Work order:
Extend the post below on creatives as "work people" versus "career people," picking up right after its final sentence.

Work Person or Career Person?

Last week Paul Burke, the excellent creative and friend of mine, wrote a very interesting article.

It made the undeniable yet provocative suggestion that some creatives are ‘work people’, while others are ‘career people’:

Sweeping generalisation alert
Here’s the first one: creatives are all work people, aren’t they? Coming up with ideas and executing them brilliantly is all that matters to them. They take great pride in the craft of creation. For them, excellence is its own reward – but if their work also receives garlands from various awards juries, their careers are destined to flourish. 

Hmm…
But it doesn’t quite work like that, though, does it? We all know some brilliant creative people who have not been as successful as they should have been. And we certainly know some spectacularly useless ones who have somehow secured very senior positions. Second sweeping generalisation: they will be the career people.

So to sum up, we have people in the creative department who are really just interested in the work, ie: making the best ads they can make, while others are partly interested in that, but only to the extent that it helps them to advance in their career. Paul concedes that he is generalising in his assertions, as he then suggests the ‘career’ people are most likely to be middle class because they’ll be better at the inevitable meetings that come with ascending the corporate ladder:

The doctor and the priest
Creative departments have always attracted people from working-class backgrounds. When I was growing up, Dr Curry and Father O’Leary were the only people I knew who had anything resembling a career. Everyone else had jobs. Usually manual, often menial, so they were obviously work people. Which is why creative people from humbler beginnings tend to be work people too. And while they are being judged purely on their work, that’s fine. But after a few years, other factors start creeping into play. 

In a meeting
As creatives become more senior, they are expected to attend more meetings and raw creative talent becomes less important. This is the moment the career people have been waiting for. If they have managed not to get fired – and they are very adept at this – they can now start to pull ahead. Often more (sweeping generalisation) middle-class, they are quite comfortable in meetings. And the more they can talk the talk, the less they will have to walk the walk.

Wow, I’m really doing a bad job of paraphrasing this article, but lazy copy-and-pasting seems to a better way of getting Paul’s points across. Having said that, I can tell you Paul goes on to suggest that career people apparently care much more about job titles and have better websites, some of which might mendaciously imply that they’ve done some great work that they actually haven’t.

Given entries:
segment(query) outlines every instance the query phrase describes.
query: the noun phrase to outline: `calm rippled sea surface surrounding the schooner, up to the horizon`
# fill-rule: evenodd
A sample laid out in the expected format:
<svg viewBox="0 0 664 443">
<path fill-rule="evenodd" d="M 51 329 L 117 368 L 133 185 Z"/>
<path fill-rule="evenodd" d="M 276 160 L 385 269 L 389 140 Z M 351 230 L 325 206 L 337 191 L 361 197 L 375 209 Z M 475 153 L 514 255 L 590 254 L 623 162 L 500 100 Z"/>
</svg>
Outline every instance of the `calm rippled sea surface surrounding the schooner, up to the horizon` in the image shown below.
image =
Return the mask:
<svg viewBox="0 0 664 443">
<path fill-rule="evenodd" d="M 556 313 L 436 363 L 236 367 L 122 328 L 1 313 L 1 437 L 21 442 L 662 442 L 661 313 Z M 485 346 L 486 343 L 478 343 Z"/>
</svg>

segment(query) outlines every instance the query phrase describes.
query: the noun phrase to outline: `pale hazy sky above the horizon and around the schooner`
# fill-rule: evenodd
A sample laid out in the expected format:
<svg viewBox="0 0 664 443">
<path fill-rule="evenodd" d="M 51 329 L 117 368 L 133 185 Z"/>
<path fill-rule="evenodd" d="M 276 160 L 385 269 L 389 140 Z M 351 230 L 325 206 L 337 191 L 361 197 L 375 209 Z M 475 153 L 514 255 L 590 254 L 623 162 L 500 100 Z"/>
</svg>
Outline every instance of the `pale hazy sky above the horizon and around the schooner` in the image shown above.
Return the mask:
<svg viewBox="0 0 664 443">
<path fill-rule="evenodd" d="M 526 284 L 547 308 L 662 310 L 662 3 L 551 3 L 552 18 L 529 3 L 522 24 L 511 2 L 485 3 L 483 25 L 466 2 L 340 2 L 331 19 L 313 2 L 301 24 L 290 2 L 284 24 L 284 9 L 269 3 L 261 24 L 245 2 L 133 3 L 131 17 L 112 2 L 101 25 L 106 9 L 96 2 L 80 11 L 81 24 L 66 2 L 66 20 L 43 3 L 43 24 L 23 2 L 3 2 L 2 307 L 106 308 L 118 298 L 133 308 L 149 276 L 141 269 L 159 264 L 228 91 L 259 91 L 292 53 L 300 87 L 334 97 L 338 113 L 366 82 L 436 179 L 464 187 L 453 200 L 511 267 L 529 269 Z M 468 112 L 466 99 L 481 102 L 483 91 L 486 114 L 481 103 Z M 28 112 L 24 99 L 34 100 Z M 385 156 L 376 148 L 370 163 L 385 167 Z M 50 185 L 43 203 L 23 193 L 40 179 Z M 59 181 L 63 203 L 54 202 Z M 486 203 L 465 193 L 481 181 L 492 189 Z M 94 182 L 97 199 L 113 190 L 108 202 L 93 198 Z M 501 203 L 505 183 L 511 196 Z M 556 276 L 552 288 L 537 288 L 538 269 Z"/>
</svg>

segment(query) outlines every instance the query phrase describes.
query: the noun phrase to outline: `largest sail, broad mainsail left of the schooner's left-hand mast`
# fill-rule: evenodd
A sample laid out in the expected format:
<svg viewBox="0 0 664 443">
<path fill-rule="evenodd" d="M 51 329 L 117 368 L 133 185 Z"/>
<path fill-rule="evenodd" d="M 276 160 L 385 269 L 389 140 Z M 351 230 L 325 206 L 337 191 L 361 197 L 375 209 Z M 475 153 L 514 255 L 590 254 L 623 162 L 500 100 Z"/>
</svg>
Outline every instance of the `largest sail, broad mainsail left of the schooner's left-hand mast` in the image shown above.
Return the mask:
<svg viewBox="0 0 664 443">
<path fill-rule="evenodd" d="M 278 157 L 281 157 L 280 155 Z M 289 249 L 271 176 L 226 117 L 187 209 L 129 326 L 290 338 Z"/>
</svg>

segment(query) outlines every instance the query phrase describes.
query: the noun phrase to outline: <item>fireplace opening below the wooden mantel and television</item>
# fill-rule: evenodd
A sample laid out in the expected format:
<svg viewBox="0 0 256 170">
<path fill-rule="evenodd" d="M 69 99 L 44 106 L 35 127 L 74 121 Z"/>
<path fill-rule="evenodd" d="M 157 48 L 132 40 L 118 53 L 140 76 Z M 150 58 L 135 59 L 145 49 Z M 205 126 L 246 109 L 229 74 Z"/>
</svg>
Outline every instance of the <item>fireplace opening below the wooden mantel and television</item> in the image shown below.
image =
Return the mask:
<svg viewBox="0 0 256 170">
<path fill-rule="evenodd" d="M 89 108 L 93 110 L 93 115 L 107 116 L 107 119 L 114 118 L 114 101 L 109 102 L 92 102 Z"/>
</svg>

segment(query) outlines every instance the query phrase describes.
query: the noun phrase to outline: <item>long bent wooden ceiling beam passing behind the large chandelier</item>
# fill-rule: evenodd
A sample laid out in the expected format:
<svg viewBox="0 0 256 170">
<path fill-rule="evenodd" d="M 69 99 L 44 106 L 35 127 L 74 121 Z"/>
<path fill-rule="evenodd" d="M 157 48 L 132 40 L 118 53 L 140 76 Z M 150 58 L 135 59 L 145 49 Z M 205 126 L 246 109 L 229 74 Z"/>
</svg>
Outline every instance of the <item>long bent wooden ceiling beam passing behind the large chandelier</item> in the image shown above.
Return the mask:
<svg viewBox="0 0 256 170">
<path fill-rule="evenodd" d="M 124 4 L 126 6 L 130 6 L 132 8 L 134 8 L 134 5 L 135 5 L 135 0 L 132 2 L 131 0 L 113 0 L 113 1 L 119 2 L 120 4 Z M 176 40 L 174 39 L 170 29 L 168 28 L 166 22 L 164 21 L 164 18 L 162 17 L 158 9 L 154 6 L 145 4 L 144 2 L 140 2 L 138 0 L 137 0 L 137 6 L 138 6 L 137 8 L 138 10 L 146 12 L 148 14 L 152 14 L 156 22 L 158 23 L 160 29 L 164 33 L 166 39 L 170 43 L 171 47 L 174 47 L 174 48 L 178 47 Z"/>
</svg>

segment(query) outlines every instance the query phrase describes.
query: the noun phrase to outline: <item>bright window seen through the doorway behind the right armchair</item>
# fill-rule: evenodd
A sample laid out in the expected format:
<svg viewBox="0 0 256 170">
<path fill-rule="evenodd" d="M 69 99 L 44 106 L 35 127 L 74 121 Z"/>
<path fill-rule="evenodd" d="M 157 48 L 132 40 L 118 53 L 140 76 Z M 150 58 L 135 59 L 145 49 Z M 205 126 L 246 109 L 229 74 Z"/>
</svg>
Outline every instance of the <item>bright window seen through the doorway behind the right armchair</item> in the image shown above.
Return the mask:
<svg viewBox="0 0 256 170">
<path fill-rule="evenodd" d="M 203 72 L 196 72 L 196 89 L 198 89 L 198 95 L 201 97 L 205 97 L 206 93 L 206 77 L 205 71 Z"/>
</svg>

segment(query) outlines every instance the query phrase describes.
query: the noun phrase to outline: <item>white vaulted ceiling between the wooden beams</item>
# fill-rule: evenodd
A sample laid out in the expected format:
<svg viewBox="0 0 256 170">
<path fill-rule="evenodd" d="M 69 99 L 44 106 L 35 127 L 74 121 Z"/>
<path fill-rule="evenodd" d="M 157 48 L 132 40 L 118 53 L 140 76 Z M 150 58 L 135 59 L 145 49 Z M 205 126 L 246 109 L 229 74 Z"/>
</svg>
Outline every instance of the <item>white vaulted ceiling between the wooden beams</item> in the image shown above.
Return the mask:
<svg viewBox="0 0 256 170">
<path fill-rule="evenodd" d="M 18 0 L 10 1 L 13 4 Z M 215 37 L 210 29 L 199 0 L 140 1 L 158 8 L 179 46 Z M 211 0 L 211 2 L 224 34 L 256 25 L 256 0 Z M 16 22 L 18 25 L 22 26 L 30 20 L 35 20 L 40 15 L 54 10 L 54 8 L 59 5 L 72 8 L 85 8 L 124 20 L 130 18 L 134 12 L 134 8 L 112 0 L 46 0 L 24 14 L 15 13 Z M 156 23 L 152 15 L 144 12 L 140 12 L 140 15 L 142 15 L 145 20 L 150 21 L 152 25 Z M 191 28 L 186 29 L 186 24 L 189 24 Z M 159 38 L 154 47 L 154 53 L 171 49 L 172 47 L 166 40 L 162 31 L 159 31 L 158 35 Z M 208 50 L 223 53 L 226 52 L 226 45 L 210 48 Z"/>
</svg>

Result of the task:
In the end he says there are good and bad points to both, but you’d be a tiny bit thick if you didn’t see him leaning somewhat in the direction of the ‘work person’. He doesn’t seem to have ended up with the multi-hyphenate job title in the upper reaches of WPP, but then he does have a pretty distinctive online presence.

My take on this is that it’s an interesting view with a certain amount of truth to it, but it’s in those ‘sweeping generalisations’ that it starts to break down. I guess the definitions of ‘middle class’ can get pretty muddled these days, but I wouldn’t say that Trevor Beattie, Paul Silburn or Tony Davidson are the ‘career’ types Paul suggests, yet each has risen to the top job in a London office of an international network from fairly normal beginnings. David Abbott’s dad ran a shop. Is that middle class? Surely Mr. Abbott was utterly obsessed with the ‘work’, and yet progressed in a very ‘careerist’ fashion when he became MD of DDB’s London office in the 60s. Similarly, Peter Souter’s work was brilliant, allowing him to be promoted to be in charge of people he admits were more talented than him, and even when he was ECD of the largest agency in the UK he still wrote plenty of ads. Were the working class Mark Denton and Chris Palmer just doing another job when they opened their own agency, or were they building a career? Does the intention matter, or just the reality?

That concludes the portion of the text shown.